Saved data entries

****************

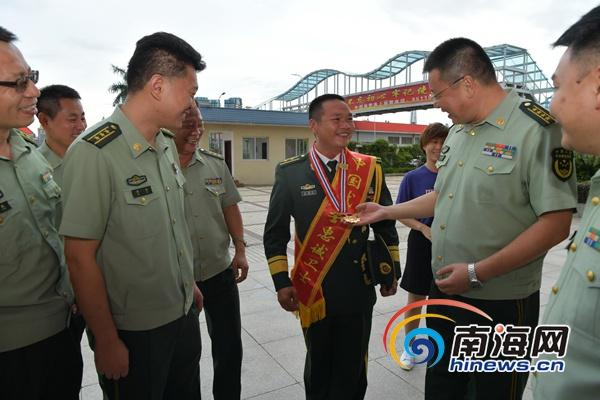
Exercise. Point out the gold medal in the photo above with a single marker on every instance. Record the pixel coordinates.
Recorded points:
(351, 219)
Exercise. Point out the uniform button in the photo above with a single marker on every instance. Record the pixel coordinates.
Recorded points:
(573, 247)
(591, 276)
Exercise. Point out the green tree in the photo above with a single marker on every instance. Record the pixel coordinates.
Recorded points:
(119, 88)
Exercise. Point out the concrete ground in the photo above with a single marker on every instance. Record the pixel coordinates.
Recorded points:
(273, 345)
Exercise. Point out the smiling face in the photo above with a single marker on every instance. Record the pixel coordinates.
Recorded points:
(576, 102)
(334, 128)
(16, 109)
(66, 125)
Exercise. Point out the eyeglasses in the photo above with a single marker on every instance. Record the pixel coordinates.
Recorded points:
(436, 96)
(20, 85)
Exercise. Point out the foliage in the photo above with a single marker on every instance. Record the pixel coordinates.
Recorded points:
(119, 88)
(394, 159)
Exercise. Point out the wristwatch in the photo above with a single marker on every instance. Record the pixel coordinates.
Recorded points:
(473, 281)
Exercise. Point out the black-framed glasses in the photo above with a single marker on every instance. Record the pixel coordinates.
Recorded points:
(436, 96)
(20, 85)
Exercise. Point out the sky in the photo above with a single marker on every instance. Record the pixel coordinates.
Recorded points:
(255, 49)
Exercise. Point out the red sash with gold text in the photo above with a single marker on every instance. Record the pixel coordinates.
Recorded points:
(327, 233)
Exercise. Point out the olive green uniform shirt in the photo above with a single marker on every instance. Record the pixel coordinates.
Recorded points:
(35, 293)
(120, 190)
(487, 200)
(209, 188)
(575, 301)
(55, 162)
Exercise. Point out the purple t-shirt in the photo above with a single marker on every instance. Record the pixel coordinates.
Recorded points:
(416, 183)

****************

## SHORT EXERCISE
Swap "Recorded points" for "Saved coordinates" wherever it occurs and reproduce all the entries otherwise unchanged. Omit the pictures from your answer.

## REPLY
Exercise. Point out the gold medal in the photo above with a single marker on every instance. Record the pixel coordinates.
Saved coordinates:
(351, 219)
Exercise. Point out the uniform button in the photo above with a single marker on every instance. Record the pixel coordinates.
Saved coordinates:
(573, 247)
(591, 276)
Exercise. Point out the green tree in the photo above with a single marker on every instance. Record the pixel coordinates.
Saved coordinates:
(119, 88)
Exercise. Point out the concrete ground in the photo above with a single marker on every instance. Record the pixel coordinates.
Saved coordinates:
(273, 345)
Exercise. Point out the smiling face in the photo above with a single marker on every instance. Record the pixel coordinates.
Saved coordinates:
(576, 102)
(334, 128)
(16, 109)
(66, 125)
Exercise. Point out the eyeglasses in the photo above with a single marker on every instance. Record the pixel coordinates.
Saved coordinates:
(436, 96)
(20, 85)
Exercise. Point out the foliage in the photo above with a single marker on every instance. Record the pixel coordinates.
Saved coordinates:
(119, 88)
(394, 159)
Exercise. Point out the wristwatch in the photo above with a single marker on every instance. Record the pixel coordinates.
Saved coordinates:
(473, 281)
Exercise. Point out the black-framed glasses in the photo above with a single marker on every instance. Record the pixel coordinates.
Saved coordinates:
(436, 96)
(20, 85)
Exercise. Point out the sky in the photo above with a single marker on every instance. Record the pixel coordinates.
Saved coordinates:
(255, 49)
Exercise. Point out the red sash with gold text in the photo above with a single marker on every instance. Record the pixel coordinates.
Saved coordinates:
(327, 233)
Exercise. Point out the olive green uniform shirt in the photo above with a single marker on every instance. Record the pixel coordinates.
Saved coordinates:
(35, 293)
(120, 190)
(487, 200)
(209, 188)
(575, 301)
(55, 162)
Exercise. Point out the purple t-shirt in the photo above with a single marker on every instance. Record the pixel coordinates.
Saved coordinates:
(416, 183)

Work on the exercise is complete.